Source =
# # # #
Kat - So big leafy trees?
Harriet - Yes, deciduous but not so much chestnut because many of those have been imported from the eastern end of the Mediterranean to the western end, but there would have been many more deciduous oaks and other taxa.
Kat - How do you know that this change has taken place? We only see the trees we've got now.
Harriet - There are certain types of environments such as wetlands where we can extract material the dates back over thousands of years. We can use sediment cores and go down a metre at a time where we can retrieve material. We then take it back to the laboratory and analyse small quantities of it and see which pollen has been preserved within the sediment. By looking at the pollen we can identify the different species or more commonly the genera or the families from which the pollen has come. From that we can reconstruct what the vegetation was like.
Dave - Are you just looking at the pollen grains and you can recognise all the different types of pollen grain?
Harriet - Yes. Pollen grains have different types of ornament depending on the species. Some of them look a little bit like mediaeval instruments of torture because they've got large spines sticking off them. These are large in the context of being microscopic of course. They may come from some of the more weedy species such as you might find in the daisy family. By complete contrast, if you look at something like pine pollen, it has air sacs. If you imagine Mickey Mouse's face just for a moment, the face is the basic part of the pollen grain and Mickey's two ears are the air sacs that help to make this particular grain very buoyant and well-dispersed. So different types of pollen have different ornaments that can be relatively easily identified under the microscope and allow you then to identify the grain either to the species or usually to the genus and sometimes only as far as the family level.
# # # #
Given records =
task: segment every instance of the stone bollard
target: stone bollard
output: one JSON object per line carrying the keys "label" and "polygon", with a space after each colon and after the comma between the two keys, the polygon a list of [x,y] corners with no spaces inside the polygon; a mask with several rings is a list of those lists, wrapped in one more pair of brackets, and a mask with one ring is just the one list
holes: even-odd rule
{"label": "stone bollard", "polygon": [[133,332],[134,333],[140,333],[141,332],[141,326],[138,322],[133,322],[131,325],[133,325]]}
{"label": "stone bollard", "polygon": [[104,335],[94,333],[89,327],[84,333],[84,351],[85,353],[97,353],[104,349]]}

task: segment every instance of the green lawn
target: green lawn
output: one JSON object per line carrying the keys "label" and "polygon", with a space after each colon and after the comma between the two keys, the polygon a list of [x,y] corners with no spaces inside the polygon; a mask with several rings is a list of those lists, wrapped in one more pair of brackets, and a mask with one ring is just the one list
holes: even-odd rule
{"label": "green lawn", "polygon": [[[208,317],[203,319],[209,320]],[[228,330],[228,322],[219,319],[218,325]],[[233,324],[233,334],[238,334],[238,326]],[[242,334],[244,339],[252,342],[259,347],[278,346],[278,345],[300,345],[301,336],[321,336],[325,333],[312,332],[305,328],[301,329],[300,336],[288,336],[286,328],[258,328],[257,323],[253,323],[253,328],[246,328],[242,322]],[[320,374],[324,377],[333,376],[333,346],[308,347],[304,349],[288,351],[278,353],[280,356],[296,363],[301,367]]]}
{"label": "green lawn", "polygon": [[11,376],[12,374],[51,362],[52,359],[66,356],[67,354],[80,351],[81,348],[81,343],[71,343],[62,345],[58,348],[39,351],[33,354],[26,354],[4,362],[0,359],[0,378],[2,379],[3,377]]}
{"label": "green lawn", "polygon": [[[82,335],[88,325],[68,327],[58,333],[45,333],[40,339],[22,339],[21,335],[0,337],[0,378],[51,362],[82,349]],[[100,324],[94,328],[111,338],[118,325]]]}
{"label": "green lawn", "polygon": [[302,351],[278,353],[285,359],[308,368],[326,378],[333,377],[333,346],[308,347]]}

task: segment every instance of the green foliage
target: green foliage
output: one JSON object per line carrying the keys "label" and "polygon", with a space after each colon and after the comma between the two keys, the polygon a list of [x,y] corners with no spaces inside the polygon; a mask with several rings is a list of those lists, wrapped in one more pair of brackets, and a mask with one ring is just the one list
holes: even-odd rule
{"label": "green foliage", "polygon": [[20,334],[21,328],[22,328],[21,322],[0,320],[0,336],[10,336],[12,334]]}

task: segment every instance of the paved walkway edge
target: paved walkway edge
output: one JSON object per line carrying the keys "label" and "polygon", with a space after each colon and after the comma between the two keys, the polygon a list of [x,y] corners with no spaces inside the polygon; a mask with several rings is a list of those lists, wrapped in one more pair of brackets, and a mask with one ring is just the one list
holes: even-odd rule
# # # #
Exercise instructions =
[a] Answer these questions from the pollen interview:
(i) From which end of the Mediterranean have many chestnut trees been imported?
(ii) How far down at a time do the sediment cores go?
(iii) What feature of pine pollen makes the grain buoyant and well-dispersed?
[b] Please repeat word for word the stretch of the pollen interview from "Harriet - Yes, deciduous" through "we've got now.".

Answers to the problems =
[a]
(i) The eastern end.
(ii) A metre at a time.
(iii) Its air sacs.

[b]
Harriet - Yes, deciduous but not so much chestnut because many of those have been imported from the eastern end of the Mediterranean to the western end, but there would have been many more deciduous oaks and other taxa.
Kat - How do you know that this change has taken place? We only see the trees we've got now.